WHAT YOU NEED TO DO:
**1.** Echo the part of the loneliness article from "Particularly notable is" to "in its finding.".
**2.** Using the loneliness article, decide whether each statement agrees with it, answering yes or no and quoting the deciding words. (a) One in eight people in the UK say they have no close friends at all. (b) The Relate report links young people's loneliness to social media. (c) 45% of The Guardian's print readership is aged 65 or older.

PAGE EXCERPT:
Loneliness – down to social media or human nature?

Alone

Loneliness – down to social media or human nature?

A report released this month by counselling organisation Relate gives some sad and worrying statistics about just how many people in the UK feel alone, with one in five of us experiencing loneliness and one in eight saying they have no close friends at all.

Particularly notable is that young people appear to be the most isolated of all, with nearly a third (32%) of people aged 16 to 24 admitting they always or often feel lonely, compared to just 11% of over-65s experiencing similar feelings.

People will have their own theories as to why people in young adulthood with their whole lives ahead of them appear to be experiencing more loneliness than those often in retirement homes or living alone following a bereavement. The Daily Mail has presented the information in a way that suggests social media is a significant factor in young people’s loneliness, but there is no evidence of this in the piece other than anecdotes from a quoted counsellor. The Relate report makes no mention of social media in its finding.

The Mail, which was recently deemed to be “generally unreliable” by reference website Wikipedia, has something of a tendency to play on hearsay and people’s fears and come to conclusions that are often dubious or plain inaccurate. With 45% of the newspaper’s print readership being aged 65 or older (compared to only 21% for both The Guardian and The Financial Times), it’s perhaps not surprising that the study is reported in a way that implies that older people are generally coping better with loneliness than their younger counterparts, and that social media, which is only used by a quarter of over-65s, is to blame.

There’s no doubt that social media can leave us feeling bitter, frustrated, jealous and, yes, lonely. Everything people say on it is boastful. It’s all ‘look where I am’, ‘look what I’m doing’, ‘read what I’m saying – isn’t it witty, profound and insightful?’ Social media users only share the highlights of their lives, projecting what French psychoanalyst Jacques Lacan might have called their ‘Ideal-I’.

Nobody uses Facebook to tell us that they’re eating a Pot Noodle and watching The Jeremy Kyle Show, or if they do it will be in a humorously self-depreciating way that ultimately comes back to egocentricity and attention seeking. Undoubtedly, sites like Facebook can cause us to look at other people’s lives and feel socially inferior, or see all sorts of political and social murmurings we don’t agree with and then feel loneliness in a ‘nobody understands me’ kind of way.

Social media, however, is just a by-product of youthful living, and I wonder whether the real reason young people feel lonely is because of the human nature of being at that age. Personally, I felt at my loneliest between the ages of about 14 to 20, and we didn’t have social media then. What we did have then was the same impressionable, vulnerable teenage minds that scientists know of and regularly study.

Sites like Facebook and Instagram give us instant exposure to the most glamorous aspects of other people’s lives, so it’s no wonder they can increase loneliness. To blame them for young people’s feelings of isolation, however, is lazy and is failing to deal with the root cause of loneliness – the human psyche – and is neglecting the often serious repercussions of feelings of inferiority.

SOURCE MATERIAL:
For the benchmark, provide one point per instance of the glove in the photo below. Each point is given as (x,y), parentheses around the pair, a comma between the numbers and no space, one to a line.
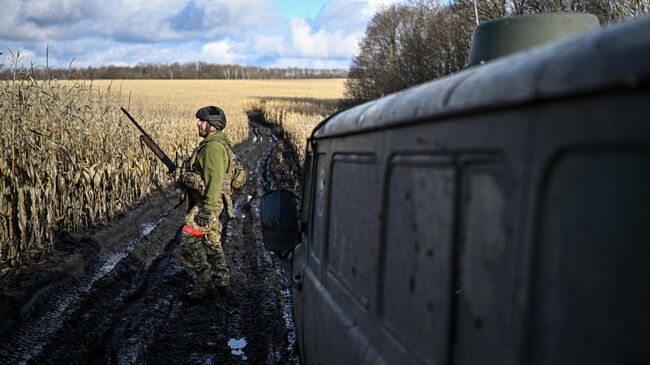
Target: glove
(202,217)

SOLUTIONS:
**1.**
Particularly notable is that young people appear to be the most isolated of all, with nearly a third (32%) of people aged 16 to 24 admitting they always or often feel lonely, compared to just 11% of over-65s experiencing similar feelings.

People will have their own theories as to why people in young adulthood with their whole lives ahead of them appear to be experiencing more loneliness than those often in retirement homes or living alone following a bereavement. The Daily Mail has presented the information in a way that suggests social media is a significant factor in young people’s loneliness, but there is no evidence of this in the piece other than anecdotes from a quoted counsellor. The Relate report makes no mention of social media in its finding.

**2.**
(a) Yes: "one in eight saying they have no close friends at all"
(b) No: "The Relate report makes no mention of social media in its finding."
(c) No: "compared to only 21% for both The Guardian and The Financial Times"